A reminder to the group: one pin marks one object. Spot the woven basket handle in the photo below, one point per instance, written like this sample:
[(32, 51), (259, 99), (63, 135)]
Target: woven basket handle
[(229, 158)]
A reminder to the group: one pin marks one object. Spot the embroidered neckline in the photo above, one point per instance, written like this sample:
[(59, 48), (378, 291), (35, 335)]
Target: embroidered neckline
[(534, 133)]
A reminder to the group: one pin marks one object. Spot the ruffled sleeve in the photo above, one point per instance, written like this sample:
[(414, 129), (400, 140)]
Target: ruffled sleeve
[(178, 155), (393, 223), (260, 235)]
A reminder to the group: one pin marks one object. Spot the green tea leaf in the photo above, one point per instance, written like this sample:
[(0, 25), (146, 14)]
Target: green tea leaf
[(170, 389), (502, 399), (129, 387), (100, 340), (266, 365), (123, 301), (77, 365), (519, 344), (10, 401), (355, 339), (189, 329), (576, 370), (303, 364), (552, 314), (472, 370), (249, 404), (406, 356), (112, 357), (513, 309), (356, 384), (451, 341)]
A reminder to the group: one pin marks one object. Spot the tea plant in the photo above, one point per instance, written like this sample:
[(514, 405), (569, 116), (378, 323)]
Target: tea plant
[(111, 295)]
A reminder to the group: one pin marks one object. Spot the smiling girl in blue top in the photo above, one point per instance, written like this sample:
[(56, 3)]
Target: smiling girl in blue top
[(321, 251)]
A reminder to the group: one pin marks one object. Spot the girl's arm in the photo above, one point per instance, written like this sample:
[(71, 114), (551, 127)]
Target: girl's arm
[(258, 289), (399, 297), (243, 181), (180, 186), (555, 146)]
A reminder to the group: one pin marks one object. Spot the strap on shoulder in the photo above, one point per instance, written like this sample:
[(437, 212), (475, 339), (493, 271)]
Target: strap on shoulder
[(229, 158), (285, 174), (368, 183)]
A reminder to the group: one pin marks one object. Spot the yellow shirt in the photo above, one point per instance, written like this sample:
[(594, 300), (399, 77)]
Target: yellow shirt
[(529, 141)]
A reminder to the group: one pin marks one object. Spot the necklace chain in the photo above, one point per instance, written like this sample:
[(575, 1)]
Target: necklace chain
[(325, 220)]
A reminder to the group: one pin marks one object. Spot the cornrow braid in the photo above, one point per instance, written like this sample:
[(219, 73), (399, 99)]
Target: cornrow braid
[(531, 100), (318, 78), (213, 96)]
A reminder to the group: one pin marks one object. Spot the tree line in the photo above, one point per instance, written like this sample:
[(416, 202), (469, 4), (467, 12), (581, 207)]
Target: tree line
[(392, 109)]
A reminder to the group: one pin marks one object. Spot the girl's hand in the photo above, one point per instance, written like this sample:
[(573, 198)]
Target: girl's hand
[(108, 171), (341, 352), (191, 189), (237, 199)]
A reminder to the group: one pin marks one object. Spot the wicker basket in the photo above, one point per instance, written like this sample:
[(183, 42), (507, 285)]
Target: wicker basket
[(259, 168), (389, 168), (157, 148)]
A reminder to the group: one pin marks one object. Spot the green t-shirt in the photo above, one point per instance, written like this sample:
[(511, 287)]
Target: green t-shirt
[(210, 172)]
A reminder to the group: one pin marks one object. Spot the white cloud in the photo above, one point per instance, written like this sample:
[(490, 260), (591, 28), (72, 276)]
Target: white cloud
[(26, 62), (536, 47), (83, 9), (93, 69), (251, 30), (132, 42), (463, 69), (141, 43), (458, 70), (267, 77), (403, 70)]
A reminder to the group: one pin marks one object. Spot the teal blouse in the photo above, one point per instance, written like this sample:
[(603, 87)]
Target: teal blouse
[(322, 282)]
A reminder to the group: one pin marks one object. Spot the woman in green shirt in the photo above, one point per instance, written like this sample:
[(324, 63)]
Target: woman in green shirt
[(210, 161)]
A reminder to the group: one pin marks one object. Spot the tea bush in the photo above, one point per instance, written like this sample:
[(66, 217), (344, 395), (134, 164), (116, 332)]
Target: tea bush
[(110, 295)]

- **Exercise**
Put every line of the rows above into a JSON list of strings, one string per line, with blank lines left out.

- **Task output**
[
  "A reminder to the group: one pin marks one object. Spot the woven basket handle in the photo below, one point per instance, written like this sample:",
  "[(32, 51), (259, 99), (63, 135)]",
  "Target: woven basket handle",
  "[(229, 158)]",
  "A reminder to the group: one pin marks one object. Spot the embroidered neckline in the photo above, one point per instance, written like this sample:",
  "[(59, 48), (378, 291), (35, 335)]",
  "Target: embroidered neckline",
  "[(534, 133)]",
  "A reminder to the group: one pin marks one object. Spot the ruffled sleeve in the photo above, one point per instance, written like this sample:",
  "[(414, 129), (400, 140)]",
  "Target: ruffled sleeve",
  "[(178, 155), (393, 223), (260, 235)]",
  "A reminder to the group: one pin marks one object. Spot the green tea leaf in the photo above, one point per instance, written like this sample:",
  "[(0, 25), (146, 14)]",
  "Target: green tea leaf",
  "[(170, 389), (502, 399), (129, 387), (100, 340), (266, 365), (123, 301), (77, 365), (519, 344), (10, 401), (355, 339), (189, 329), (576, 370), (303, 364), (552, 314), (472, 370), (249, 404), (406, 356), (112, 357), (513, 309), (356, 384), (451, 341)]",
  "A reminder to the group: one pin marks one object. Spot the tea plant in the photo above, one point per instance, written like this sample:",
  "[(514, 405), (569, 116), (378, 323)]",
  "Target: tea plant",
  "[(111, 295)]",
  "A reminder to the group: one pin marks one object. Spot the smiling girl in blue top in the photo above, one point per instance, written like this sample:",
  "[(56, 3)]",
  "Target: smiling girl in blue top",
  "[(321, 251)]",
  "A reminder to the group: one pin marks one object. Spot the girl's arm in the photo above, one point per instance, written like this sample:",
  "[(71, 114), (551, 127)]",
  "Target: girl's arm",
  "[(258, 289), (399, 297), (243, 181), (180, 186), (555, 146)]",
  "A reminder to the group: one pin marks one object. Spot the strap on shoulder in the photo above, one point per instance, written like this sample:",
  "[(437, 212), (475, 339), (493, 271)]",
  "Target: strap on shoulder",
  "[(229, 158), (285, 174), (368, 183)]",
  "A reminder to the group: one pin marks one object. Spot the yellow shirt in the photo above, one point per instance, written like this sample:",
  "[(594, 300), (399, 77)]",
  "Target: yellow shirt",
  "[(529, 141)]",
  "A reminder to the group: one pin marks one object. Spot the necklace chain in the photo above, one point per instance, written like this sample:",
  "[(575, 1)]",
  "Target: necklace chain",
  "[(325, 220)]",
  "A reminder to the group: one pin marks one object. Spot the cornrow braid in the photo above, one point per instance, written like this sample:",
  "[(219, 73), (399, 99)]",
  "Target: cornrow braid",
  "[(531, 100), (318, 78), (213, 96)]",
  "A reminder to the group: one pin marks one object. Spot the tree line in the photo above, one point per instance, written like this sample:",
  "[(416, 202), (469, 4), (467, 12), (581, 207)]",
  "Target: tree line",
  "[(392, 109)]",
  "A reminder to the group: one pin marks one object. Spot the girl's hand in the photo above, one point per instance, written like this sample:",
  "[(573, 198)]",
  "Target: girl's hand",
  "[(108, 171), (341, 352), (191, 189), (237, 199)]",
  "A reminder to the group: one pin marks one object. Spot the wicker basket in the photo above, one point per instance, written like this sample:",
  "[(183, 42), (507, 285)]",
  "Target: wicker basket",
  "[(259, 168), (389, 168), (157, 148)]",
  "A reminder to the group: one pin marks one object. Spot the green t-shirt in the photo above, one point per instance, written like this sample:",
  "[(511, 287)]",
  "Target: green t-shirt",
  "[(210, 172)]",
  "A reminder to the group: one pin marks one object. Spot the white cloud in the photo above, one point per instance, written like this sample:",
  "[(490, 260), (591, 28), (72, 276)]",
  "Target: white cloud",
  "[(26, 62), (536, 47), (83, 9), (93, 69), (251, 30), (132, 42), (463, 69), (141, 43), (458, 70), (267, 77), (403, 70)]",
  "A reminder to the group: one pin marks one object. Spot the teal blouse in the photo above, one point per instance, written like this sample:",
  "[(603, 87)]",
  "Target: teal blouse",
  "[(322, 282)]",
  "A reminder to the group: one pin marks one object. Spot the woman in green shirt in the photo above, one point per instance, written like this sample:",
  "[(324, 63)]",
  "Target: woman in green shirt",
  "[(210, 161)]",
  "A reminder to the group: one pin marks one object. Spot the tea bush in the photo above, one point per instance, written like this sample:",
  "[(66, 217), (344, 395), (134, 164), (116, 332)]",
  "Target: tea bush",
  "[(110, 295)]"
]